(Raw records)

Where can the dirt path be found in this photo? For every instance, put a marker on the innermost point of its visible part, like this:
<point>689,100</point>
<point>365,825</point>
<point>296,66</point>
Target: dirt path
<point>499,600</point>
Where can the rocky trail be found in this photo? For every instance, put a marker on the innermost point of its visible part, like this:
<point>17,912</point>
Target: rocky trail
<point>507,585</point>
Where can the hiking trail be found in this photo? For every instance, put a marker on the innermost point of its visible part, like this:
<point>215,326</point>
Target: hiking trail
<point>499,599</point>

==

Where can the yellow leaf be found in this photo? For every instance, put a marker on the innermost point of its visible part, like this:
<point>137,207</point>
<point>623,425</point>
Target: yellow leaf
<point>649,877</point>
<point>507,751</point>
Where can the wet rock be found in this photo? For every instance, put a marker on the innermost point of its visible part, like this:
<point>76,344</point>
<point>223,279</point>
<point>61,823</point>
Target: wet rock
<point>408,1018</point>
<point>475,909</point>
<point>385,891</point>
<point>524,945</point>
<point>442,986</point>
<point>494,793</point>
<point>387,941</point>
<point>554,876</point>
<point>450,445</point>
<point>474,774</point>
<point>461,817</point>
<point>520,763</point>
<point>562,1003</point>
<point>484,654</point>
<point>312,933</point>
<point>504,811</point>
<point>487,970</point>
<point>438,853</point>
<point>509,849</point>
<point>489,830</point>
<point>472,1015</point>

[WORK TO DO] Copy out word for word the lines from the one containing "Where can the wet" through the one containing "<point>494,793</point>", including both of those lines.

[IN RESPONSE]
Where can the wet rock be found in this photo? For every instance, put a marker on the innermost point of its visible part, like this:
<point>76,344</point>
<point>223,279</point>
<point>61,823</point>
Target: wet rock
<point>408,1018</point>
<point>475,909</point>
<point>385,891</point>
<point>524,945</point>
<point>442,986</point>
<point>494,793</point>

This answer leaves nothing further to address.